Directions
Look through the records and report how many lines include the word "above", with no other words.

Data to examine
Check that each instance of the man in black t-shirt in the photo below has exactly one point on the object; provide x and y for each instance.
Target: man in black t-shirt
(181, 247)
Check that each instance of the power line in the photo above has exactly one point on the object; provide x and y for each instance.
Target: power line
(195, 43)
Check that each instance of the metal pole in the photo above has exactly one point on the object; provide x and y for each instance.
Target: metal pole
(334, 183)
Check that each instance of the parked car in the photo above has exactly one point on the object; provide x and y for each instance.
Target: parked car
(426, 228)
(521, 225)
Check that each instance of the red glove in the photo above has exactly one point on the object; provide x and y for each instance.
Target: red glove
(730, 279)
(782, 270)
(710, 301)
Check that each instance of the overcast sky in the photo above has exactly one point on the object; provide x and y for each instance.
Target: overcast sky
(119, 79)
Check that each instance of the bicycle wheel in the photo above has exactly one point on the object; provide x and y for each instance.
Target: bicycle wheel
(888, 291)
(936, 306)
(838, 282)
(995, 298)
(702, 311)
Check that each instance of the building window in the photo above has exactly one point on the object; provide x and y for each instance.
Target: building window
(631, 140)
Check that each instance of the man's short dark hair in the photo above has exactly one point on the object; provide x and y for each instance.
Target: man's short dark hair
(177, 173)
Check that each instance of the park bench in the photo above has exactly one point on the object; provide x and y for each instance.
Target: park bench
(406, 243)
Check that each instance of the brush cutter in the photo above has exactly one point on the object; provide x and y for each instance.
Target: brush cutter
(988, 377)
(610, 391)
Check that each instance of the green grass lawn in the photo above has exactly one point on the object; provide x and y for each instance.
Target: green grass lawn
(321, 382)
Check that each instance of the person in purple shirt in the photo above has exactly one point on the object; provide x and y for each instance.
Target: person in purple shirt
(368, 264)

Answer for the task
12